## SOURCE PASSAGE
At my previous work I used to create the pipeline tools for the team, we used 3dsMax

The idea was to select objects and then just press a export button and objects were matched in file bundles. In the screenshot you can see each bundled fbx file as one color. Having this realtime file splitting preview as you select objects was very valuable as it made sure artists would name their assets correctly.

When I switched over to Blender this year I started creating a similar addon for Blender called FBX Bundle which we use at work for the team to export and update 3D assets.
This time it matches objects with more options such as matching names, same group, same parent, scene,… and bundles them again into FBX files of each group.

I have been using this work flow in this year for many projects with my team very successful. With the addon we even have automatic material assignment (Editor script in Unity) and with the upcomming modifiers can even create LOD, merge meshes etc. but everything at a artist control level - no black box.

Below is a screen of a VR project I used this with, the whole scene setup is done in Blender including material assignment to objects. The cables are still curve objects. With a single click of a button I can update all of the geometry inside Unity: it literally takes a second - and then I press alt tab back to Unity and its updated.

Its great in particular with VR where you can keep the game running in VR while updating the assets just like that - so iteration speed becomes part of the workflow. We ported the project to Oculus Go (mobile hardware) and because of this pipeline were able to automatically reduce all of the asset’s geometry using Blender’s build in Decimate modifier and the export addon.

Anyhow if you are curious about the addon or have questions visit the thread or message me- happy to give input. You can find the addon on the forum thread or here at bitbucket
https://bitbucket.org/renderhjs/blender-addon-fbx-bundle

In recent days I have been trying to familiarize myself again with the Unreal editor because of the addon to also support Unreal. To be honest the model import popups / wizards in Unreal are rather annoying to me and time consuming but I have seen some Blender addons that generate scripts for unreal (using pyton inside Unreal) to automate that part. I imagine once you do the painful process successive exports won’t trigger wizards anymore.

I’m not expert in this area but using glTF file format is superior in my opinion. Take a look at this post in UE forums.

UE4.19 preview has a experimental importer for it, and right now its extremelly promising. This is an open format, that, once final, should work better than FBX, and actually work great with Blender.
I went to test the 4.19 preview and started doing a few experiments with it. Right now its much superior to FBX for some simple cases.

The cool point about glTF is that the same file holds a full scene, with multiple 3d objects, each of them with animation, and each of them with materials, and each material actually imports as a material graph, and with textures.

This means that glTF is one click import and it setups every single mesh in your scene with correct materials and textures, from one file This allows you to setup your game assets in blender, with a blender material graph and textures, and import it directly into ue4, with everything getting translated.

## PROVIDED DATA

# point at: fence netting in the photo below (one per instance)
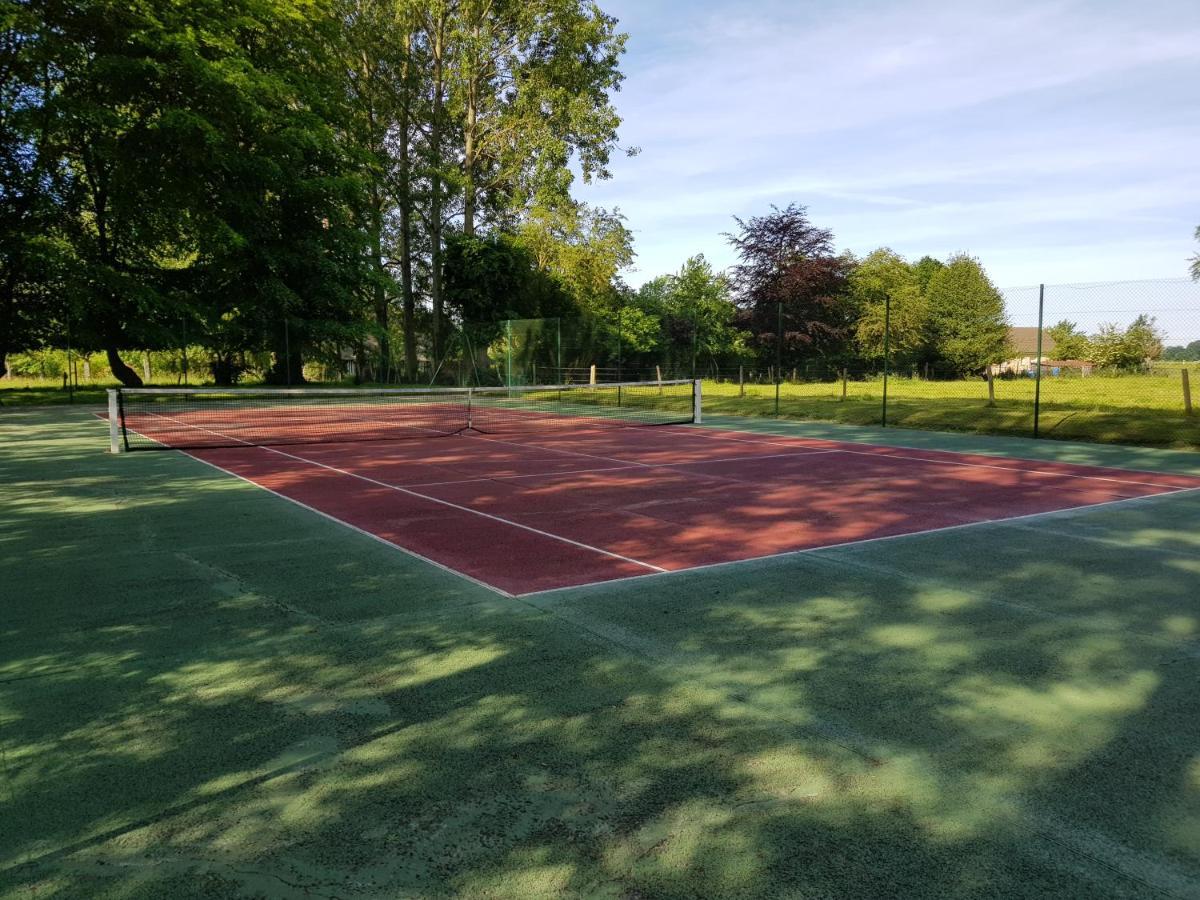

## TASK INSTRUCTIONS
a) In the text on Blender export workflows, print the part that runs from "When I switched" up to and including "no black box.".
b) Condense the paragraph of the Blender export text that begins "Its great in particular with VR" into a shorter version that keeps its main facts.

## TASK-BY-TASK OUTPUTS
a)
When I switched over to Blender this year I started creating a similar addon for Blender called FBX Bundle which we use at work for the team to export and update 3D assets.
This time it matches objects with more options such as matching names, same group, same parent, scene,… and bundles them again into FBX files of each group.

I have been using this work flow in this year for many projects with my team very successful. With the addon we even have automatic material assignment (Editor script in Unity) and with the upcomming modifiers can even create LOD, merge meshes etc. but everything at a artist control level - no black box.

b) The pipeline works especially well for VR: assets can be updated while the game keeps running in VR, so iteration speed becomes part of the workflow. When the project was ported to Oculus Go (mobile hardware), the pipeline made it possible to reduce all asset geometry automatically with Blender's built-in Decimate modifier and the export addon.